▶ [PASSAGE TO READ]:
————————
About Us

WHAT IS FISH SCHOOL?

From the sea, to the land and everything in between...

The mission at Fish School is bare but beautiful. To showcase Hong Kong’s line caught seafood, prepare it with consideration and serve in a seemingly simple manner.

Each morning, Executive Chef Chris Ma selects the best available from his network of fishermen, as well as local farmers. This means Fish School’s menu is crafted daily.

Fish School’s attention to detail in seafood, echoes through all that we do; from our house baked sourdough, picked and prepared vegetables and other proteins Chris and the kitchen team choose to feature. We source dried seafood from the local markets, both for the flavour held within and as a nod to the place they hold in Hong Kong’s culinary discourse.

Our desserts show finesse, while our wine list examines niche but accessible varietals from the old and new world. The menu can be taken in a traditional format, or built out according to our the desires of our guests.

Sunday lunch is an edit of dinner. Written each morning, it showcases old favourites and fresh loves – perfectly paired with sparkling wine or a beer from noon.


CHRIS MA, EXECUTIVE CHEF

Dedicated and driven by precision, Executive Chef Chris Ma’s humble practice paints a tale of time, place and culture – the fruition of international placements and a personal desire to give the produce and people found within his home country, Hong Kong, an audience rightfully deserved.

Unassuming, but inventive, his fare is seemingly simple, while deeply layered. His primary protein of choice, seafood, is employed with elegant precision, in nod to the generations of local seafaring families and farmers he has connected with.

After early placements at the Michelin starred Cepage and Amber (Hong Kong), Chris travelled to Australia to further hone his skill set pertaining to the sourcing and preparation of ingredients diligently selected from both sea and land.

Upon arrival he secured a role at Sydney’s iconic Quay, briefly followed by a later position at the three hatted Royal Mail Hotel, under the tutelage of Dan Hunter.  After two years and a stint in Stockholm at Frantzén’s, he returned to Hong Kong, ready to employ his lessons from abroad while testing his own ideas, all while writing his own discourse.

It is Chris’ keen desire to showcase the sourcing strength hidden within Hong Kong’s borders - teaching all that over looking further afield, local can indeed be, lovely.
————————
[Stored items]
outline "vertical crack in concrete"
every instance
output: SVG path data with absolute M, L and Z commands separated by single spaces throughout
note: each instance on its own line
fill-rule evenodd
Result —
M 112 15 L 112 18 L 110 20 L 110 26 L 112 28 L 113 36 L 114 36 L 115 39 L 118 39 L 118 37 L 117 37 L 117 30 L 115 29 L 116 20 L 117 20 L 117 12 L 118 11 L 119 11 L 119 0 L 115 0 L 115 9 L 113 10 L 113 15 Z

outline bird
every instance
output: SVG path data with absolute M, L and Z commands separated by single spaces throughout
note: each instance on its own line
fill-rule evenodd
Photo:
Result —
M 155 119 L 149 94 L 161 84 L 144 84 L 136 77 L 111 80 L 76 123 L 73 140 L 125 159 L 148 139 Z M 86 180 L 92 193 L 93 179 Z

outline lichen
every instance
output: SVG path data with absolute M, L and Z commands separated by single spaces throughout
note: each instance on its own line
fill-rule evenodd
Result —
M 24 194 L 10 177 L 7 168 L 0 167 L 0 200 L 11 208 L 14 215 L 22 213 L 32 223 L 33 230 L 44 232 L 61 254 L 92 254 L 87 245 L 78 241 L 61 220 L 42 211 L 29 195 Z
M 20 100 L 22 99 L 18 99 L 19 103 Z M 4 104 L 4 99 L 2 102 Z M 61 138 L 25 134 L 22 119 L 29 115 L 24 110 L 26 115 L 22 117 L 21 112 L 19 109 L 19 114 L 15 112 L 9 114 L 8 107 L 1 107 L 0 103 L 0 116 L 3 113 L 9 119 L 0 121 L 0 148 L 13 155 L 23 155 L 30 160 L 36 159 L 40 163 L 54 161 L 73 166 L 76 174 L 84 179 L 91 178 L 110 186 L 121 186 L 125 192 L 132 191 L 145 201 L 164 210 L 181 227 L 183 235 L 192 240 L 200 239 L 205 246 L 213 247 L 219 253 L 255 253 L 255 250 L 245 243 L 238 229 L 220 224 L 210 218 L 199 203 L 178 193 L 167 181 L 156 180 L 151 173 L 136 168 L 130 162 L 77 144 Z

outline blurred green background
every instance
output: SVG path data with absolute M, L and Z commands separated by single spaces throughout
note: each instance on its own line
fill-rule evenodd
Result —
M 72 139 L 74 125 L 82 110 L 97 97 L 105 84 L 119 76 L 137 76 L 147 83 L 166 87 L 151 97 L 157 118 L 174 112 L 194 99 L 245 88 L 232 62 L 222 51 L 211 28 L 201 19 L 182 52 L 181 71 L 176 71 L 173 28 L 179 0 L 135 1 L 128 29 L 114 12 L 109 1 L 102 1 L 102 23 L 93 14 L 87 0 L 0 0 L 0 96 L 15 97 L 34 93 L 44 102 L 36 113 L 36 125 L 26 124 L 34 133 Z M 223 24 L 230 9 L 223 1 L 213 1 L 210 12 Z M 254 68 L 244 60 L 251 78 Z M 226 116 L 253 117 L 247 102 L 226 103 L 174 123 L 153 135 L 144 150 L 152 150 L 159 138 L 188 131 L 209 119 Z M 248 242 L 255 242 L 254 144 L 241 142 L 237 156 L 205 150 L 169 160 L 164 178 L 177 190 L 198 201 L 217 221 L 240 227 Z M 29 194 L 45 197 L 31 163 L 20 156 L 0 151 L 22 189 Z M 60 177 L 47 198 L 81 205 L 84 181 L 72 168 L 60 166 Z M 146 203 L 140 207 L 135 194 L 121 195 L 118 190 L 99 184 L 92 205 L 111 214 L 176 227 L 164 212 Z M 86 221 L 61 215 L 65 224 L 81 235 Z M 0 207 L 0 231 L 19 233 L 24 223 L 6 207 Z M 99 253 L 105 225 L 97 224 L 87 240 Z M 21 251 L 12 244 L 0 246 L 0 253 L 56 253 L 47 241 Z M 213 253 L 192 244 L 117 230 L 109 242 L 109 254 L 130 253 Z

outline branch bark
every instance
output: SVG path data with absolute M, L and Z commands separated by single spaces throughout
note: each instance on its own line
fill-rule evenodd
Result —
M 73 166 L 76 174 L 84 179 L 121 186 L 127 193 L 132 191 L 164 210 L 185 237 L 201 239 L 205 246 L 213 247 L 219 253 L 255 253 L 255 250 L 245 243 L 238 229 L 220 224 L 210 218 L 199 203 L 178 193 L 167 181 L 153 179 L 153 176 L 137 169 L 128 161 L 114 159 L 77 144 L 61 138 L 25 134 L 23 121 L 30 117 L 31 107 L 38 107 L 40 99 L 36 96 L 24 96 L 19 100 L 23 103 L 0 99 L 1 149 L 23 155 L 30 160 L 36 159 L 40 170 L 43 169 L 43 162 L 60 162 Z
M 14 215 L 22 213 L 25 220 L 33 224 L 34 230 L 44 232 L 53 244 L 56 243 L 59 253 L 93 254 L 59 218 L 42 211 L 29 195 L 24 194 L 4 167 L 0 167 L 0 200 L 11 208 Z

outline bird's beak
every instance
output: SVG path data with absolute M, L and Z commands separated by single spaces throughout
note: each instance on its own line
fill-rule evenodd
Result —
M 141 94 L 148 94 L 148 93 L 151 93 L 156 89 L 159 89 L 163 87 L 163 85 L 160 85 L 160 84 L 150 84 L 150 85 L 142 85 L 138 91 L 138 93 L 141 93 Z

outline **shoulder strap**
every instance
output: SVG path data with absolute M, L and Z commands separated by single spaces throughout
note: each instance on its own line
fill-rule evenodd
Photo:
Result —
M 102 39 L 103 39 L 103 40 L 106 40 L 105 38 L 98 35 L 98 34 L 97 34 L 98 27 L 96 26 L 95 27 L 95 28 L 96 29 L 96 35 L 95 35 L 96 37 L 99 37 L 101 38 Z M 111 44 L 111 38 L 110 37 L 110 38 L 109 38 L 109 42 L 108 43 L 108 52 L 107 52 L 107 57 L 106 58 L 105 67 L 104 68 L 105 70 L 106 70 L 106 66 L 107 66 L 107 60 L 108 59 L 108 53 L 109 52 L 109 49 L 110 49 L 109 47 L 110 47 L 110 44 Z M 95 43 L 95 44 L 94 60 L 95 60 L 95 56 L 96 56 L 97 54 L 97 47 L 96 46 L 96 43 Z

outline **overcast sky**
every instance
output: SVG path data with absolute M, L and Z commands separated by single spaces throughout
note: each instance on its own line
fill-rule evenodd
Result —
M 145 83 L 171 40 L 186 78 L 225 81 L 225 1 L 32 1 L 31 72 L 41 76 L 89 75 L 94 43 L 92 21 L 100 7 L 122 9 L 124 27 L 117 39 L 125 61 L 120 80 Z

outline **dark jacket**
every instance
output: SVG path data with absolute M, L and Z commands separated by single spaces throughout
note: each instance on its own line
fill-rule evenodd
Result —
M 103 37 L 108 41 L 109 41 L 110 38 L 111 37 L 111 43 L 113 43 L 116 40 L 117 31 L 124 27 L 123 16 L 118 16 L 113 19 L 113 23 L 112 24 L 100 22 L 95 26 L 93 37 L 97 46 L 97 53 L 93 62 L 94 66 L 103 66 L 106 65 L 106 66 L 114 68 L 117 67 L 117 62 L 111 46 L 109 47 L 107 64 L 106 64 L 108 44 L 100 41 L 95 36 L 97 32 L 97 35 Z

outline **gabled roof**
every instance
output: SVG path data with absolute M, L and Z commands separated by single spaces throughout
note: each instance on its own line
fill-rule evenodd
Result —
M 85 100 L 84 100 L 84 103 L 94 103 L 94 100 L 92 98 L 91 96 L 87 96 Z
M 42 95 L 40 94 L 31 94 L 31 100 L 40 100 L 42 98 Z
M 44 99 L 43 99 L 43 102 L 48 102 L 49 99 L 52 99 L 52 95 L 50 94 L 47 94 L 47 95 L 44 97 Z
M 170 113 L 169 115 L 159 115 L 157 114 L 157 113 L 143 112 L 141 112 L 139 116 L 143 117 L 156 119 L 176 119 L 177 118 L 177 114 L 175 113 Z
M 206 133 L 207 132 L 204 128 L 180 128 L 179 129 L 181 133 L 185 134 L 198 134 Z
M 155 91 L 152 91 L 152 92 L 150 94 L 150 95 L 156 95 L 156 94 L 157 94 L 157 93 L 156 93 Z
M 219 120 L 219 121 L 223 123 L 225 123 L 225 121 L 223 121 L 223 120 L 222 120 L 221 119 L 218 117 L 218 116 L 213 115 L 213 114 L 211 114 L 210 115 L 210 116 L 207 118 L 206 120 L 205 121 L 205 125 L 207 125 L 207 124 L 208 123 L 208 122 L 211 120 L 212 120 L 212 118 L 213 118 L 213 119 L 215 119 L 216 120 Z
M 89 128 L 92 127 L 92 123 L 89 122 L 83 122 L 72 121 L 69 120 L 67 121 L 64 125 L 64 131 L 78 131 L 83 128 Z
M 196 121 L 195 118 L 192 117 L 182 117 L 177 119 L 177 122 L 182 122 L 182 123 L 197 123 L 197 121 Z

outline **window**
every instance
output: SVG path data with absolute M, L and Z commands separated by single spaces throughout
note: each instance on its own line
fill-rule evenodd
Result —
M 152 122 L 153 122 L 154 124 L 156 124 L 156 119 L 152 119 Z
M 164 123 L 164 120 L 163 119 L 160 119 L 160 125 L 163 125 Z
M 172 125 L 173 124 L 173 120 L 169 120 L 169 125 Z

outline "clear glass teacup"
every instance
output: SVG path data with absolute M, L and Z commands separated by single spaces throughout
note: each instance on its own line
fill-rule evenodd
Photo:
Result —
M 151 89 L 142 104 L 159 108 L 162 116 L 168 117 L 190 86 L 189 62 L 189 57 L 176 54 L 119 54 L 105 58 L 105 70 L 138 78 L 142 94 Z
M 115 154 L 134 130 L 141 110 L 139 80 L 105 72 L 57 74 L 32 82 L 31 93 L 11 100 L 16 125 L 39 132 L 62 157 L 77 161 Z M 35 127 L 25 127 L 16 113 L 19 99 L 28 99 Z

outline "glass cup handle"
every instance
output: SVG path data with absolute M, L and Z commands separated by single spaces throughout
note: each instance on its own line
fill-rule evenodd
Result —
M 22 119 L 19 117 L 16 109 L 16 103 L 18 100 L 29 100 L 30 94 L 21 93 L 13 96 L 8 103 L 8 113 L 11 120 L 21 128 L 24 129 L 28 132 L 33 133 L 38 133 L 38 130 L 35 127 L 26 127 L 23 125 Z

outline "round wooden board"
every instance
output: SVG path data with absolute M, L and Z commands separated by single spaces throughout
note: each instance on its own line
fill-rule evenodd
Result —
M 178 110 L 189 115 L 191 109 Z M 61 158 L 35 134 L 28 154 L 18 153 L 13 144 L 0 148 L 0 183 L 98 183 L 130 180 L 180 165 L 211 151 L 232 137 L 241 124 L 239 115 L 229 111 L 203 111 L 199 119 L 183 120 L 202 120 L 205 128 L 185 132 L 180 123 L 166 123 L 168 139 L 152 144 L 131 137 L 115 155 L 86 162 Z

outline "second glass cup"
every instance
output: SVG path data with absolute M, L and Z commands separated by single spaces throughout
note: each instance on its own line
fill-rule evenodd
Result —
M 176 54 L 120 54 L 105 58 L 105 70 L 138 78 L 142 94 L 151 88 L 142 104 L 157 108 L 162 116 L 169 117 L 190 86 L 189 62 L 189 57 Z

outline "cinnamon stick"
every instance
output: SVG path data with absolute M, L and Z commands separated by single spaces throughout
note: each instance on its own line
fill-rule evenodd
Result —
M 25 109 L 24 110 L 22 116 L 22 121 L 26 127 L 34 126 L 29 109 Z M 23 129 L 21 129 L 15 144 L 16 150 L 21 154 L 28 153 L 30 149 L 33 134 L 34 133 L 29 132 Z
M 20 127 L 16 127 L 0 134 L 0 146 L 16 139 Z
————————
▶ [DIRECTIONS]:
1 > In the About Us page, where in Stockholm did Chris Ma have a stint?
2 > From the About Us page, quote the passage starting at "Each morning, Executive" and ending at "of our guests.".
3 > According to the About Us page, why does Fish School source dried seafood from the local markets?

▶ [ANSWERS PER TASK]:
1 > He had a stint at Frantzén's.

2 >
Each morning, Executive Chef Chris Ma selects the best available from his network of fishermen, as well as local farmers. This means Fish School’s menu is crafted daily.

Fish School’s attention to detail in seafood, echoes through all that we do; from our house baked sourdough, picked and prepared vegetables and other proteins Chris and the kitchen team choose to feature. We source dried seafood from the local markets, both for the flavour held within and as a nod to the place they hold in Hong Kong’s culinary discourse.

Our desserts show finesse, while our wine list examines niche but accessible varietals from the old and new world. The menu can be taken in a traditional format, or built out according to our the desires of our guests.

3 > Fish School sources dried seafood from the local markets for the flavor it holds. It also does so as a nod to the place dried seafood holds in Hong Kong's culinary discourse.